Report how many lines in the listing below contain the string "wall", with letter case taken into account. Provide only the number.

- Supplied entries

--- start ---

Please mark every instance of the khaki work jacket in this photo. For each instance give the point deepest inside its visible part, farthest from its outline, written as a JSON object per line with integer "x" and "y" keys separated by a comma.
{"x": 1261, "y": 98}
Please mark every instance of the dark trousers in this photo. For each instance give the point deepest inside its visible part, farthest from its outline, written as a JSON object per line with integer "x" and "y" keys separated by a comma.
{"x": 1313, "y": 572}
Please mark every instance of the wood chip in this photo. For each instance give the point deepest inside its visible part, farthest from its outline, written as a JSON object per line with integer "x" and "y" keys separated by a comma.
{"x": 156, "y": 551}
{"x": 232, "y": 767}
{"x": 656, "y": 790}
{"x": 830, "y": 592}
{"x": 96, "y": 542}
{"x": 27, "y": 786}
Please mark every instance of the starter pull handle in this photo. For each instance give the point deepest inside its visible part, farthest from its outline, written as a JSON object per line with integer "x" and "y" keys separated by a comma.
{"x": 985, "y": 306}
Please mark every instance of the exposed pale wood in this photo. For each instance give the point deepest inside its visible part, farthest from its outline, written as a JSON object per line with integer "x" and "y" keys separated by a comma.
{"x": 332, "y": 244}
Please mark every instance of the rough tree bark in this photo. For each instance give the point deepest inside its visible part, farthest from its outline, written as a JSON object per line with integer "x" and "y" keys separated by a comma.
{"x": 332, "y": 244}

--- end ---
--- start ---

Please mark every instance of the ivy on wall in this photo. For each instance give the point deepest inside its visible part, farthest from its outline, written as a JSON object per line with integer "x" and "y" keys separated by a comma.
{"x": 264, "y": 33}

--- end ---
--- start ---

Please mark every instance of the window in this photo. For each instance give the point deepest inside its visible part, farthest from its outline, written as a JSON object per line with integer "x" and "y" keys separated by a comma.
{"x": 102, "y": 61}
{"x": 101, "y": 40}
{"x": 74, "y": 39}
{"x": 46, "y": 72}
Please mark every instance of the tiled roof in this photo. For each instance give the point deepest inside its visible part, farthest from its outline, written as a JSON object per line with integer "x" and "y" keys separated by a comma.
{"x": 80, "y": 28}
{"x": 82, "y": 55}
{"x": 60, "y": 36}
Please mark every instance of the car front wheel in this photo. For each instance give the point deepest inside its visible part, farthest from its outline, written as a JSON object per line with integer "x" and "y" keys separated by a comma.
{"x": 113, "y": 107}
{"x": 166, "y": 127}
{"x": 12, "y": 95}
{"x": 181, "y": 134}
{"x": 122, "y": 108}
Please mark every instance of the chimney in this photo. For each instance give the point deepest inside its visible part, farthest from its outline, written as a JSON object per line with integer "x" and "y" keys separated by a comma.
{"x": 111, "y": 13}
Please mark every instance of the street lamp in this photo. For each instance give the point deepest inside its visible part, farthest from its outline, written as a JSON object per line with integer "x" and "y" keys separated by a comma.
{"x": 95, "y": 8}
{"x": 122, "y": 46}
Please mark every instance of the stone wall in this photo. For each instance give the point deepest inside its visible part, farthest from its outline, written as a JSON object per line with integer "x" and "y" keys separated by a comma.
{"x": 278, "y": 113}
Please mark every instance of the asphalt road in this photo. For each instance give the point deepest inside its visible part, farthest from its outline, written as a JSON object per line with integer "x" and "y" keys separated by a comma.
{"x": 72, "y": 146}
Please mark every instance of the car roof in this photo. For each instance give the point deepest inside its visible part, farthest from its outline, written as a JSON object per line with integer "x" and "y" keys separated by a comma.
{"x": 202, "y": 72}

--- end ---

- Response to this exercise
2